INSTRUCTIONS FOR THE TASK: The data below is to be returned in full and exactly.

DATA EXCERPTS:
— BEGIN —

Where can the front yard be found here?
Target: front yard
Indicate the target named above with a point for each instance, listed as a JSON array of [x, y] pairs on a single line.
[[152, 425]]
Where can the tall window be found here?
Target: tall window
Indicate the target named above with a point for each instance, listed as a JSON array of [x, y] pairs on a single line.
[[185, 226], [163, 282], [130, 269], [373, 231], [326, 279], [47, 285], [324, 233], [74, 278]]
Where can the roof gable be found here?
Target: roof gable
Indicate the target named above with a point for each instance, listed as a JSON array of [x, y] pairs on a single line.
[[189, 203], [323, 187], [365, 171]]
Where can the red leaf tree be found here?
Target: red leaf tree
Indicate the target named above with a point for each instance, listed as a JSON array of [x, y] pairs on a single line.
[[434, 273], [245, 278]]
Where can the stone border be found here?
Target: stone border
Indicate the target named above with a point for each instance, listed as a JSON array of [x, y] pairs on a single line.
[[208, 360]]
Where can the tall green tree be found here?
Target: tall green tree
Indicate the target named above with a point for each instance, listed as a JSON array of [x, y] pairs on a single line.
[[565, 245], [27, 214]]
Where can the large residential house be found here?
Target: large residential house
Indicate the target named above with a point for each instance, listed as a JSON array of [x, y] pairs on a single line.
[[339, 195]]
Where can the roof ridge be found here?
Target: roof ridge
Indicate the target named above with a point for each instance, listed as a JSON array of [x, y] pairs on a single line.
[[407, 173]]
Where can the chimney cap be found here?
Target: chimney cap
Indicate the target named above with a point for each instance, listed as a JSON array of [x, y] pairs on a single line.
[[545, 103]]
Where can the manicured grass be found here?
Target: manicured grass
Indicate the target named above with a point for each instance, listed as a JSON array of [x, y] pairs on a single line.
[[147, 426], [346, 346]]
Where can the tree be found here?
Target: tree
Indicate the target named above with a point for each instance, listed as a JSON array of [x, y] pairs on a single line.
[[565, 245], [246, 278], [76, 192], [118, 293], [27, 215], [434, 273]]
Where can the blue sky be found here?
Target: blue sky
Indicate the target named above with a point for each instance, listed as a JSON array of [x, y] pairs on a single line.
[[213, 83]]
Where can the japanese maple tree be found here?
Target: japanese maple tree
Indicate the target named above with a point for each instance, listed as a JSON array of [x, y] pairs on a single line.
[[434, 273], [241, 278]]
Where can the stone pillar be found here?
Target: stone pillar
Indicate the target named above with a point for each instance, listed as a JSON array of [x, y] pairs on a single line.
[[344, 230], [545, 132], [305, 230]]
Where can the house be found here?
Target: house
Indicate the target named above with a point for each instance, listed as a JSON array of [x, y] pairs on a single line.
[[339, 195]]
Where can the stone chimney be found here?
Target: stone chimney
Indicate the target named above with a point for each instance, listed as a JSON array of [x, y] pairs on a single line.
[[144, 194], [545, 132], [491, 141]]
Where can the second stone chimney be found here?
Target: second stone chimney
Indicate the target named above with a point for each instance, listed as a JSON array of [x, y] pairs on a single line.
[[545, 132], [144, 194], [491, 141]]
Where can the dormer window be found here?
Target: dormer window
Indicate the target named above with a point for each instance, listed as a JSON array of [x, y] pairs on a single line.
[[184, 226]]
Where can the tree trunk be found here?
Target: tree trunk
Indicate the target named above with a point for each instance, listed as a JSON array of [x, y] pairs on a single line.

— END —

THE SOLUTION:
Where can the front yard be found here?
Target: front yard
Indicate the target named above with a point for each instance, listed as a JSON array of [x, y] pairs on a single line.
[[152, 425]]
Where can the tall window be found here?
Target: tall window
Indicate the target named above with a point for each instance, listed as a JSON array of [x, y] pairs on a single line.
[[185, 226], [163, 282], [130, 269], [373, 231], [326, 279], [47, 285], [324, 233], [74, 278]]
Where can the roof gable be found here?
Target: roof gable
Indicate the target named above with a point for each instance, listed as a JSON array of [x, y] pairs on a single line.
[[189, 203], [323, 187], [365, 171]]
Where can the red leaf tree be found here?
Target: red leaf tree
Indicate the target named above with a point for each instance, listed as a JSON array of [x, y] pairs on a single line.
[[434, 273], [245, 278]]
Where can the stone border be found here?
Target: stone border
Indicate the target named above with a point for each instance, listed as a JSON array of [x, y] pairs on a single line.
[[208, 360]]
Where can the tall green tree be found here?
Target: tall green tree
Indicate the target named above with a point for each instance, listed as a JSON array of [x, y] pairs on a single line.
[[565, 245], [27, 214]]
Where can the large residential house be found here?
Target: large residential house
Indicate the target named above with a point for each instance, listed as a JSON array of [x, y] pairs on a single line.
[[339, 195]]
Where can the roof ridge be found here?
Target: roof ridge
Indicate the target named above with a point for each instance, listed as a JSON array of [x, y] pairs on a single line.
[[407, 173]]
Where can the chimney cap be found here?
Target: chimney cap
Indicate the target named above with a point for each instance, listed as a JSON array of [x, y] pairs on a single line.
[[545, 103]]
Where can the manicured grass be found here?
Target: manicured grass
Indicate the target named above with a point for each instance, listed as a JSON array of [x, y] pairs on a single line.
[[147, 426], [346, 346]]
Where can the tree be found here?
Target: tree
Indicate the target named above with a point for each instance, listed as a JSON array of [x, y] pairs on a single line.
[[565, 245], [246, 278], [76, 192], [118, 293], [27, 215], [434, 273]]
Where can the blue sky be found here?
Target: blue sky
Indicate the target named above with a point for each instance, listed as a JSON array of [x, y] pairs on a single line.
[[213, 83]]
Where can the japanese maple tree be found here?
Target: japanese maple tree
Indicate the target named above with a point for each instance, listed as a JSON array of [x, y] pairs on a single line.
[[434, 273], [241, 278]]
Where can the stone pillar be found here?
Target: stone pillar
Indicate the target named above with a point for each instance, listed as a JSON array of [x, y] pairs on a single line.
[[344, 230], [545, 132], [305, 230]]
Where can the house be found here?
Target: house
Indicate the target named above with a point for each instance, listed as a JSON array of [x, y] pairs on a single line.
[[339, 195]]
Where can the stone chimney be found here?
Target: stone chimney
Indicate the target named above with a point for each instance, listed as a JSON array of [x, y] pairs on a single line.
[[144, 194], [545, 132], [491, 141]]
Where can the second stone chimney be found here?
Target: second stone chimney
Indicate the target named above with a point for each instance, listed as a JSON array of [x, y] pairs on a single line.
[[545, 132], [144, 194], [491, 141]]
Where can the dormer window be found here?
Target: dormer window
Indicate the target named above with a point for each instance, listed as a JSON array of [x, y] pairs on a single line.
[[184, 226]]
Where can the tree trunk be found here?
Target: tree trunk
Indicate the target named above with a point for each instance, listed as a JSON array of [x, y] pairs on a single line.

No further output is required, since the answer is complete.